● **Explore the material**
[1] Using the Tyngsborough text, decide whether each statement agrees with it: (a) Tyngsborough became a town in 1789; (b) the Tyngsborough Bridge replaced an earlier wooden structure; (c) the Town Manager reports to the Select Board. For each, answer yes or no and quote the words of the text that decide it.
[2] Carry on the Tyngsborough text from the point where it stops.

● **Text under study**
****************
Tyngsborough was settled in 1661, as part of the massive Dunstable Township. The town of Dunstable, incorporated in 1673, was named after the hometown of pioneer Edward Tyng. However, a relative of his, and the source of the town of Tyngsborough's name, was Colonel Jonathan Tyng, whose home, the Tyng Mansion House, was one of the oldest north of Boston. He settled near the Merrimack in what is now Tyngsborough in 1675. The house stood until the 1970s, when it was destroyed by arson. Early on Tyngsborough residents fought a series of small and bloody skirmishes with local Native American tribes. Evidence of this can be found in several old colonial homes in town that still have emergency passages that were used during these attacks. In 1789, Tyngsborough's parish split from the rest of Dunstable, making Tyngsborough a recognized district. On February 23, 1809, Tyngsborough became a town.

After Tyngsborough was incorporated it became known for its ferries which traveled up and down the Merrimack River, the quarries that produced granite, and several box companies that started in town. As the town developed, Tyngsborough became a vacation community and had a large seasonal resident population even up until the late 1960s. A notable summer resident was actress Nance O'Neil, whose estate became the campus of the Academy of Notre Dame.

Today, Tyngsborough primarily serves as a bedroom community, part of Greater Lowell and the Nashua, New Hampshire, region, in addition to having a relatively short commute to the Boston area. The town is also known for the Tyngsborough Bridge, a green painted, single-arched, steel bridge over the Merrimack River. Constructed in 1931 as a replacement for an earlier wooden planked structure, this bridge is a major river crossing for residents of Massachusetts and New Hampshire alike with 22,300 daily crossings as of 2007.

== Government ==
The town uses an Open Town Meeting model with a Select Board overseeing the operation of the town. Reporting to the Select Board is the Town Manager who oversees the public employees and day-to-day operations of the town offices. Other elected boards include the Planning Board, School Committee, Finance Committee, Library Trustees, Cemetery Commission, Board of Health, and Sewer Commission.

Tyngsborough is represented in the Massachusetts House of Representatives as a part of the 36th Middlesex District. The town is represented in the Massachusetts Senate as a part of the First Middlesex District. The town is patrolled by the Tyngsborough Police Department with Rich Howe as its Chief and Station A-1, SP Andover Barracks of Troop A of the Massachusetts State Police.
****************
● **Given records**

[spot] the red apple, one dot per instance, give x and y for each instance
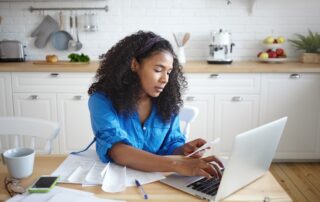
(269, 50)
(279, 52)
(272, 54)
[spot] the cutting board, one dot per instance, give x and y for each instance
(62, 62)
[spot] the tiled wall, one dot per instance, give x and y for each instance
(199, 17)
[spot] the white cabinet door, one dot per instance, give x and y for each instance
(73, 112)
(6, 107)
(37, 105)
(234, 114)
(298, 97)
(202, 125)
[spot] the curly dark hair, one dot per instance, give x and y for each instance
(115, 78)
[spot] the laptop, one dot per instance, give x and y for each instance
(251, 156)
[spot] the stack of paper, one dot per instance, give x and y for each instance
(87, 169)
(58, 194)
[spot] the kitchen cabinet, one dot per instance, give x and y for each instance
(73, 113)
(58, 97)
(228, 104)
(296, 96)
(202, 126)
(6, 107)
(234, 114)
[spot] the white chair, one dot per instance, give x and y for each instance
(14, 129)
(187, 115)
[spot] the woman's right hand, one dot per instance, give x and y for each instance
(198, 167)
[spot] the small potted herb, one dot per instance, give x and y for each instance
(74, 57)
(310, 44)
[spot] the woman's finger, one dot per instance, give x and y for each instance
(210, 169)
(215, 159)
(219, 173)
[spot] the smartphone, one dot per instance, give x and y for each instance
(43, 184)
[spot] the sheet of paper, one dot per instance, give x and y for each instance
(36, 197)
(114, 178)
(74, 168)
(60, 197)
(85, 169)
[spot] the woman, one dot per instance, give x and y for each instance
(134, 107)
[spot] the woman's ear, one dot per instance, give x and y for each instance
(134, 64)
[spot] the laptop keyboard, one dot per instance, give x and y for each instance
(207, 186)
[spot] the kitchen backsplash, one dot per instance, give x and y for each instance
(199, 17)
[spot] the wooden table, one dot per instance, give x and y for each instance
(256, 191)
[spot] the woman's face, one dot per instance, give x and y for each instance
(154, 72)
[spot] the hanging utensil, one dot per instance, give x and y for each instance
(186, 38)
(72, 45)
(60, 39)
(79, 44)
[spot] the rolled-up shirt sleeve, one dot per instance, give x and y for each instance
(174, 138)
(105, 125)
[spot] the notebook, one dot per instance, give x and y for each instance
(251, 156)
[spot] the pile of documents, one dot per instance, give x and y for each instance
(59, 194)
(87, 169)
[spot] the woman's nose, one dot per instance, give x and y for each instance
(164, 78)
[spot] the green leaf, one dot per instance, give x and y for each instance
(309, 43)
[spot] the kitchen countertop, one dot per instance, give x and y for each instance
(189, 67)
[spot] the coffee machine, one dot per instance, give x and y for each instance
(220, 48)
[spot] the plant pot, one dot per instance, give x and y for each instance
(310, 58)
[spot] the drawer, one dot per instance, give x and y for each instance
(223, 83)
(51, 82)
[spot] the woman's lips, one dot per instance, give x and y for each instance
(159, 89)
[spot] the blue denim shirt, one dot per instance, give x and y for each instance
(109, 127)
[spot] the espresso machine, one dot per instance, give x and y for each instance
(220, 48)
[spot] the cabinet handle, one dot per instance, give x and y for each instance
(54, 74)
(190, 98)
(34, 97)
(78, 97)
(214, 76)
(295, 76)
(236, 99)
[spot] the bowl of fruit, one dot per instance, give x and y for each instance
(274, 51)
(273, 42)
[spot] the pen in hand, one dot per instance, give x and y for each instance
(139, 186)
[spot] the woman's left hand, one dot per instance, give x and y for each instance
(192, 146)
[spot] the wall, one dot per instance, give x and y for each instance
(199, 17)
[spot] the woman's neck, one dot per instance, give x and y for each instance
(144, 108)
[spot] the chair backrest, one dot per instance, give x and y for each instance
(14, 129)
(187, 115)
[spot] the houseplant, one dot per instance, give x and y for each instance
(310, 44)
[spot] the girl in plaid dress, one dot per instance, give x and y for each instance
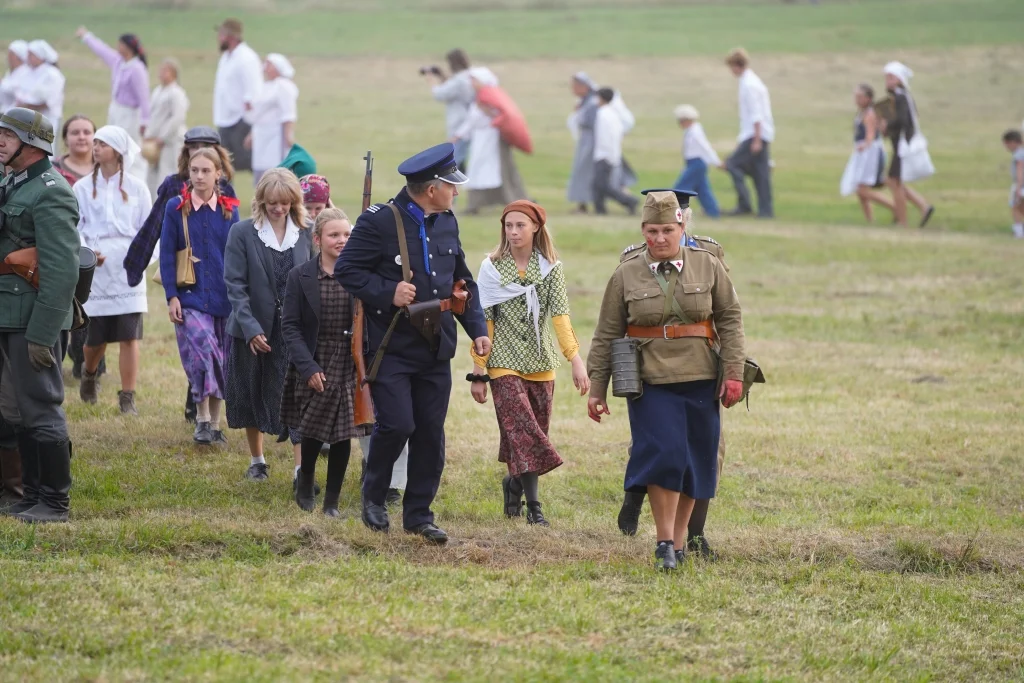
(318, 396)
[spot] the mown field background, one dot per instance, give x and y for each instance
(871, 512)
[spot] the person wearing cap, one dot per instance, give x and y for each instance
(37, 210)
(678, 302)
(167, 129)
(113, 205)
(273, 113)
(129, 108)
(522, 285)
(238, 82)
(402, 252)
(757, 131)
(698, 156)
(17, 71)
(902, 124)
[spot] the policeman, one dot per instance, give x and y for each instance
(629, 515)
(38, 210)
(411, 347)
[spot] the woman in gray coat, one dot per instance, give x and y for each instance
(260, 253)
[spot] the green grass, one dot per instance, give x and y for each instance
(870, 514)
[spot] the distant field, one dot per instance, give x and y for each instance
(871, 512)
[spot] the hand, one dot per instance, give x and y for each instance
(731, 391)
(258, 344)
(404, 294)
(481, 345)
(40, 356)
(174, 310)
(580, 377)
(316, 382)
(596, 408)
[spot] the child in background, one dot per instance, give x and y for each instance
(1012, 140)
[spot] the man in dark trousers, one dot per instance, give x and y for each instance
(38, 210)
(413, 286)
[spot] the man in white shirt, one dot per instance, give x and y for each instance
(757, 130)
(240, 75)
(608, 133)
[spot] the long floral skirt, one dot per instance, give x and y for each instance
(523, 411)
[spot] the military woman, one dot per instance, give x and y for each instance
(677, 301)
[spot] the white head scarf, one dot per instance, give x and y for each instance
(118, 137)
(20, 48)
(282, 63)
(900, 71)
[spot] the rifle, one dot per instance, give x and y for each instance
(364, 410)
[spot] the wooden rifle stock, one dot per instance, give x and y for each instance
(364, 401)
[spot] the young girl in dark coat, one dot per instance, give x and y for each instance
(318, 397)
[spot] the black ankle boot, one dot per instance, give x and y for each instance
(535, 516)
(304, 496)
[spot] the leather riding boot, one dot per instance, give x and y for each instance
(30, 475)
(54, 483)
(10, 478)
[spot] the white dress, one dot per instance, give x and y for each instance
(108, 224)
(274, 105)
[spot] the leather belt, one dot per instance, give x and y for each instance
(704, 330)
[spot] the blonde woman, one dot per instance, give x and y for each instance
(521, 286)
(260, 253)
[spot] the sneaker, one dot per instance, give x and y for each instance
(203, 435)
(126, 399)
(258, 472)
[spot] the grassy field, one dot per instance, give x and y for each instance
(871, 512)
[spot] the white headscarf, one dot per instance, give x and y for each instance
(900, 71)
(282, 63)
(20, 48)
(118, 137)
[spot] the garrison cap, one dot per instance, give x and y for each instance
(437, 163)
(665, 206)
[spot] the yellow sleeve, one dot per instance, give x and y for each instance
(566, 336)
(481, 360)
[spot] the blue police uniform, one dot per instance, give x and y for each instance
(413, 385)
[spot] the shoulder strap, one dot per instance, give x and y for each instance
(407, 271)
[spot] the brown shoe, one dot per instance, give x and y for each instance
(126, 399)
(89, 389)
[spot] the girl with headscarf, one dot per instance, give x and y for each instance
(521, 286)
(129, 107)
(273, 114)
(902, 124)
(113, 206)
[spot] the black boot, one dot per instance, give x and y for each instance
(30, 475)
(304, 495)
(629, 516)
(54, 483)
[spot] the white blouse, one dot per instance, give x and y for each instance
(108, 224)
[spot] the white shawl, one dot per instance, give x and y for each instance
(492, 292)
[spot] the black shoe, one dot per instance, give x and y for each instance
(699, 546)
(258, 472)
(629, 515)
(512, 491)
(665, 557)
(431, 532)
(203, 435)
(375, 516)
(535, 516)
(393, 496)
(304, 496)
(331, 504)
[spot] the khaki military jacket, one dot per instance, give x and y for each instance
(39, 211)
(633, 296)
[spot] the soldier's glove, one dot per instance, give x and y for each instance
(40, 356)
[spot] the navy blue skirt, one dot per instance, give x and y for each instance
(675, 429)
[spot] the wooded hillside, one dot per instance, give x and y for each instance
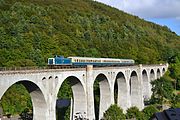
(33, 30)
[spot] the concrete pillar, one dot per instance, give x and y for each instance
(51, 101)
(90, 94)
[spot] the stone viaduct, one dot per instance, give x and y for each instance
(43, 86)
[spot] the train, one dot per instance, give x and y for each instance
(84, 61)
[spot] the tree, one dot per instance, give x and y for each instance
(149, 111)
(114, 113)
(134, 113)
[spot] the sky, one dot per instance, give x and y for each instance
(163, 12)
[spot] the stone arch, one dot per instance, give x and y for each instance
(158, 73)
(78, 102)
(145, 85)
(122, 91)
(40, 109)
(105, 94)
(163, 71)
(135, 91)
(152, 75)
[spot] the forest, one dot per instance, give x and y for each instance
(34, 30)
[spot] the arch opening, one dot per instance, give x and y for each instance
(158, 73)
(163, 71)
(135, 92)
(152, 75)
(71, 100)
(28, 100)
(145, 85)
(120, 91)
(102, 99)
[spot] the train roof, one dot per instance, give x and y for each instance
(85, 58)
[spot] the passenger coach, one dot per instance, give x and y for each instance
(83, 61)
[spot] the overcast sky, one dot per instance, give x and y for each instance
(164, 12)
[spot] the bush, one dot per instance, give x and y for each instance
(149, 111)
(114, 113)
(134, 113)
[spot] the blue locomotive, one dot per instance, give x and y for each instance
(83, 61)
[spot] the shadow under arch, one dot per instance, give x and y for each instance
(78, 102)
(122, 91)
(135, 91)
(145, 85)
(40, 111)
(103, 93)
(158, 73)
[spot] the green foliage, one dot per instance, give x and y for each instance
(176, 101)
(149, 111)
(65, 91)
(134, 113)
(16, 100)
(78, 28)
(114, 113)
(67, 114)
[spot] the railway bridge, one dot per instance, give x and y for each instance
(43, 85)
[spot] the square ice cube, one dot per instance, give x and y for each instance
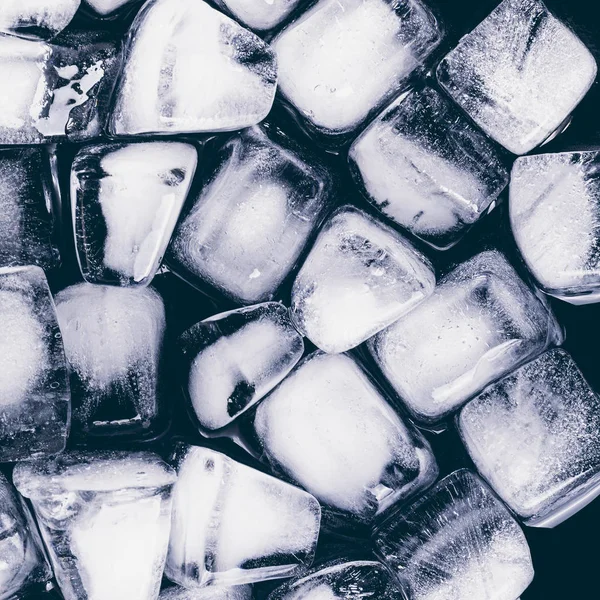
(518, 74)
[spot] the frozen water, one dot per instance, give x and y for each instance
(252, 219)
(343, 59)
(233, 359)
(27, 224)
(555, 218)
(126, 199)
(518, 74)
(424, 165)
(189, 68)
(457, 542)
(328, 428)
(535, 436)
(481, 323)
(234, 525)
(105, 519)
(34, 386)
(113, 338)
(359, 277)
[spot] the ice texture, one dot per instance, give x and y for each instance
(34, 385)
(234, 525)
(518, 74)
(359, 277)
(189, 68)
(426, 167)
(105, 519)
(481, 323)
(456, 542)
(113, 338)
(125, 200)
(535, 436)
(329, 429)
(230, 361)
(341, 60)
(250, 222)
****************
● **Answers given**
[1]
(a) No: "In 1789, Tyngsborough's parish split from the rest of Dunstable, making Tyngsborough a recognized district. On February 23, 1809, Tyngsborough became a town."
(b) Yes: "Constructed in 1931 as a replacement for an earlier wooden planked structure"
(c) Yes: "Reporting to the Select Board is the Town Manager"

[2]
At the federal level, Tyngsborough is a part of Massachusetts's 3rd congressional district, and is currently represented by Lori Trahan. The state's senior (Class II) member of the United States Senate, is Elizabeth Warren. The junior senator from Massachusetts is Ed Markey who was elected in 2013.

==Geography==
According to the United States Census Bureau, the town has a total area of 18.0 sqmi, of which 16.9 sqmi is land and 1.2 sqmi (6.65%) is water.

Besides a series of lakes and ponds that dot Tyngsborough, the town is split in two by the Merrimack River, which runs roughly north–south near the center of town. The land is mostly rolling hills, small cleared fields, and wooded land. Marshlands can also be found in the area, although they are less prevalent than in surrounding towns.

==Transportation==
The LRTA 10 bus connects eastern Tyngsborough with Dracut and the Lowell train station on the MBTA Commuter Rail Lowell Line.

== Schools ==
The Tyngsborough Public School district is coterminous with the town, and supports three schools containing a total of 2,300 students between them.

- Tyngsborough Elementary School (grades Pre-K–5)
- Tyngsborough Middle School (grades 6–8)
- Tyngsborough High School (grades 9–12)

Additionally, Tyngsborough is home to Greater Lowell Technical High School, a public vocational school which serves the towns of Tyngsborough, Dracut, and Dunstable as well as the city of Lowell. There is also one private school in Tyngsborough, the Academy of Notre Dame.

The town also has one public charter school, Innovation Academy Charter School, serving over 800 students in grades 5 through 12. Innovation Academy moved to the town in September 2008 from neighboring Chelmsford.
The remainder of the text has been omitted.